From the first line to the last, give the records again exactly.

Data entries

▼

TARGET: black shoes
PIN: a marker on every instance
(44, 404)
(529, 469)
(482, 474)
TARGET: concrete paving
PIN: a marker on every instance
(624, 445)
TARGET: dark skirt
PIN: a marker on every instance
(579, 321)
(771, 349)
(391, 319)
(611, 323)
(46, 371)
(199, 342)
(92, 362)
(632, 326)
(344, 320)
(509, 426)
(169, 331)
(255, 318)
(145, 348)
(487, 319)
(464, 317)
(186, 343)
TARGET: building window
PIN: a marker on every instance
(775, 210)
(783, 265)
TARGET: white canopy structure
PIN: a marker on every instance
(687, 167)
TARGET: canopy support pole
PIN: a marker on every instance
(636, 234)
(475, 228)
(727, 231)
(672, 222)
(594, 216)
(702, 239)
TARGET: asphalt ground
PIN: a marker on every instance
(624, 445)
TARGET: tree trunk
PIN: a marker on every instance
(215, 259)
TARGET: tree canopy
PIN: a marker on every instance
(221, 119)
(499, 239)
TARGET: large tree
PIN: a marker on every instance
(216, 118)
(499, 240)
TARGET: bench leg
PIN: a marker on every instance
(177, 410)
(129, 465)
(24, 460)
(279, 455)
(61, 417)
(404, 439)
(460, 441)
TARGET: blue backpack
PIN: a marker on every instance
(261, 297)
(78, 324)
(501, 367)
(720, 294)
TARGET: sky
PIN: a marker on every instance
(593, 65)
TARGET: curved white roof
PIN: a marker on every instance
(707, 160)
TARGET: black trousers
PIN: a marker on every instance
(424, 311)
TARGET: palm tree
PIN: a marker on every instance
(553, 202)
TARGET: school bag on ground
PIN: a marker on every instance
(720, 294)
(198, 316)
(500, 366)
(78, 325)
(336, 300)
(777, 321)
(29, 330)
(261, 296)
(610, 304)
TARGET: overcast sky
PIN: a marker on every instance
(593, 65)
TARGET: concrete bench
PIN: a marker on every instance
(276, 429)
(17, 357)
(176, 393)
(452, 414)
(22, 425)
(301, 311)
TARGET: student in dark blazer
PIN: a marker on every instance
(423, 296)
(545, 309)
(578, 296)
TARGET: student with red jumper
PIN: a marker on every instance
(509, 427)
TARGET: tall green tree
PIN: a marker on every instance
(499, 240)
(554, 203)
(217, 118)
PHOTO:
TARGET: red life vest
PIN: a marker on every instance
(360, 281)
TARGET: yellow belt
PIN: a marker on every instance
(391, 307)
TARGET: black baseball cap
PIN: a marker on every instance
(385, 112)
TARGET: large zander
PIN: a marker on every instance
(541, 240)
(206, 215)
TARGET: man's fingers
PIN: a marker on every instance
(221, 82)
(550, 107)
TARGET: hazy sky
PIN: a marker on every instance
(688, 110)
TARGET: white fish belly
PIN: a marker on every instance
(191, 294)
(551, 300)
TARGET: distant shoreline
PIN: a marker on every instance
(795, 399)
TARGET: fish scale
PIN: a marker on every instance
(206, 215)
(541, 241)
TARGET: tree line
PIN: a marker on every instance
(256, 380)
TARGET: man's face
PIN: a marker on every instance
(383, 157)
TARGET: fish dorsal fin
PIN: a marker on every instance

▲

OUTPUT FOR THIS TASK
TARGET: black shoes
PIN: a marker on every instance
(44, 404)
(529, 469)
(482, 474)
TARGET: concrete paving
PIN: a marker on every instance
(624, 445)
TARGET: dark skirt
PIN: a marker on every instance
(579, 321)
(771, 349)
(391, 319)
(611, 323)
(46, 371)
(199, 342)
(92, 362)
(632, 326)
(344, 320)
(509, 426)
(169, 331)
(255, 318)
(145, 348)
(487, 319)
(464, 317)
(186, 343)
TARGET: building window
PIN: a marker on every instance
(775, 210)
(783, 265)
TARGET: white canopy structure
PIN: a marker on every instance
(687, 167)
TARGET: canopy support pole
PIN: a marker on every instance
(636, 234)
(475, 228)
(727, 231)
(672, 222)
(594, 216)
(702, 239)
TARGET: asphalt ground
PIN: a marker on every instance
(624, 445)
TARGET: tree trunk
PIN: a marker on every instance
(215, 259)
TARGET: tree canopy
PIN: a marker on every instance
(221, 119)
(499, 239)
TARGET: large tree
PIN: a marker on every instance
(216, 118)
(499, 240)
TARGET: bench leg
PIN: a marker on every instance
(177, 410)
(129, 465)
(24, 460)
(279, 455)
(61, 417)
(404, 439)
(460, 441)
TARGET: blue backpack
PIN: a marker on every instance
(261, 297)
(78, 324)
(501, 367)
(720, 294)
TARGET: sky
PIN: a marker on every instance
(593, 65)
TARGET: curved white roof
PIN: a marker on every instance
(707, 160)
TARGET: black trousers
PIN: a marker on every instance
(424, 311)
TARGET: palm tree
PIN: a marker on every instance
(553, 202)
TARGET: school bag on ground
PIN: a marker on every instance
(720, 294)
(198, 316)
(500, 366)
(78, 325)
(336, 300)
(777, 321)
(29, 330)
(261, 296)
(610, 304)
TARGET: overcast sky
PIN: a marker on every instance
(593, 65)
TARGET: concrete bench
PIN: a marker on every instance
(276, 429)
(17, 357)
(176, 393)
(452, 414)
(22, 425)
(301, 311)
TARGET: student in dark blazer
PIN: a marker on every instance
(423, 296)
(545, 309)
(578, 296)
TARGET: student with red jumper
PIN: a marker on every instance
(509, 427)
TARGET: tall green tree
PIN: a marker on every instance
(499, 240)
(554, 203)
(217, 118)
PHOTO:
TARGET: red life vest
PIN: a marker on every instance
(360, 281)
TARGET: yellow belt
PIN: a marker on every instance
(391, 307)
TARGET: black baseball cap
PIN: a marker on every instance
(385, 112)
TARGET: large zander
PIN: a marker on every instance
(541, 240)
(206, 215)
TARGET: man's fingers
PIN: a marker on every instance
(221, 82)
(550, 107)
TARGET: hazy sky
PIN: a marker on every instance
(688, 110)
TARGET: white fish belly
PIN: a marker on every instance
(191, 294)
(551, 300)
TARGET: distant shoreline
PIN: a marker on every instance
(795, 399)
TARGET: fish scale
PIN: a marker on every instance
(206, 215)
(541, 241)
TARGET: tree line
PIN: a marker on every instance
(256, 380)
TARGET: man's face
PIN: a marker on every instance
(383, 157)
TARGET: fish dorsal fin
PIN: a marker on every instance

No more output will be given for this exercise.